- **Selected excerpt**:
..............................

THE THERMÆ.

The Hot Baths at Rome.—The Thermæ of Stabiæ.—A Tilt at Sun Dials.—A Complete Bath, as the Ancients Considered It; the Apartments, the Slaves, the Unguents, the Strigillæ.—A Saying of the Emperor Hadrian.—The Baths for Women.—The Reading Room.—The Roman Newspaper.—The Heating Apparatus.

The Romans were almost amphibious. They bathed themselves as often as seven times per diem; and young people of style passed a portion of the day, and often a part of the night, in the warm baths. Hence the importance which these establishments assumed in ancient times. There were eight hundred and fifty-six public baths at Rome, in the reign of Augustus. Three thousand bathers could assemble in the thermæ of Caracalla, which had sixteen hundred seats of marble or of porphyry. The thermæ of Septimius Severus, situated in a park, covered a space of one hundred thousand square feet, and comprised rooms of all kinds: gymnasia, academic halls where poets read their verses aloud, arenas for gladiators, and even theatres. Let us not forget that the Bull and the Farnese Hercules, now so greatly admired at Naples, and the masterpieces of the Vatican, the Torso at the Belvidere, and the Laocoon were found at the baths.

These immense palatial structures were accessible to everybody. The price of admission was a quadrans, and the quadrans was the fourth part of an as; the latter, in Cicero's time, was worth about one cent and two mills. Even this charge was afterward abolished. At daybreak, the sound of a bell announced the opening of the baths. The rich went there particularly between the middle of the day and sunset; the dissipated went after supper, in defiance of the prescribed rules of health. I learn from Juvenal, however, that they sometimes died of it. Nevertheless, Nero remained at table from noon until midnight, after which he took warm baths in winter and snow baths in summer.

In the earlier times of the republic there was a difference of hours for the two sexes. The thermæ were monopolized alternately by the men and the women, who never met there. Modesty was carried so far that the son would not bathe with his father, nor even with his father-in-law. At a later period, men and women, children and old folks, bathed pell-mell together at the public baths, until the Emperor Hadrian, recognizing the abuse, suppressed it.

Pompeii, or at least that portion of Pompeii which has been exhumed, had two public bathing establishments. The most important of these, namely, the Stabian baths, was very spacious, and contained all sorts of apartments, side rooms, round and square basins, small ovens, galleries, porticoes, etc., without counting a space for bodily exercises (palæstra) where the young Pompeians went through their gymnastics. This, it will be seen, was a complete water-cure establishment.

..............................

- **Supplied data**:
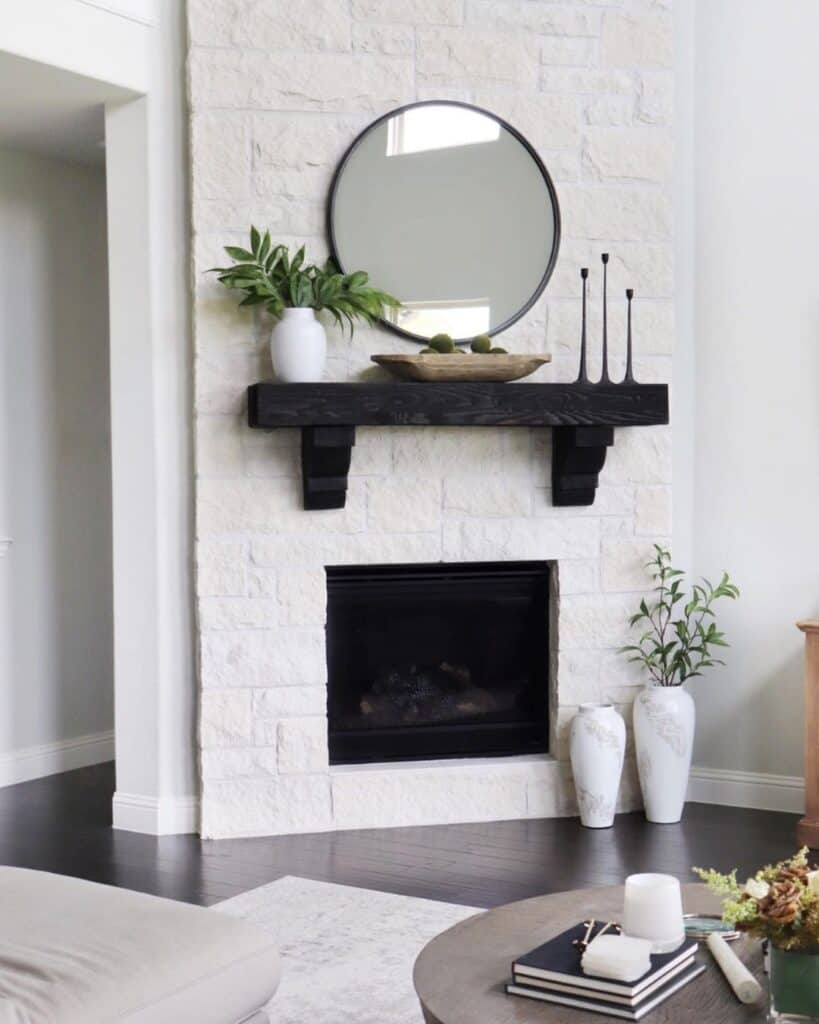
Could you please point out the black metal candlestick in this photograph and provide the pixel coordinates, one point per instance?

..............................

- **What you will do**:
**a)** According to the passage on Roman baths, how many public baths did Rome have in the reign of Augustus?
**b)** What kinds of rooms did the thermæ of Septimius Severus include, according to the passage on Roman baths? List them all.
**c)** Carry the passage on Roman baths forward from its final sentence.

- **Answers to the exercise**:
**a)** Eight hundred and fifty-six.

**b)**
- Gymnasia
- Academic halls where poets read their verses aloud
- Arenas for gladiators
- Theatres

**c)**
The most curious thing dug up out of these ruins is a Berosian sun-dial marked with an Oscan inscription announcing that N. Atinius, son of Marius the quæstor, had caused it to be executed, by order of the decurions, with the funds resulting from the public fines. Sun-dials were no rarity at Pompeii. They existed there in every shape and of every price; among them was one elevated upon an Ionic column of cipollino marble. These primitive time-pieces were frequently offered by the Roman magistrates for the adornment of the monuments, a fact that greatly displeased a certain parasite whom Plautus describes:

"May the gods exterminate the man who first invented the hours!" he exclaims, "who first placed a sun-dial in this city! the traitor who has cut the day in pieces for my ill-luck! In my childhood there was no other time-piece than the stomach; and that is the best of them all, the most accurate in giving notice, unless, indeed, there be nothing to eat. But, nowadays, although the side-board be full, nothing is served up until it shall please the sun. Thus, since the town has become full of sun-dials, you see nearly everybody crawling about, half starved and emaciated."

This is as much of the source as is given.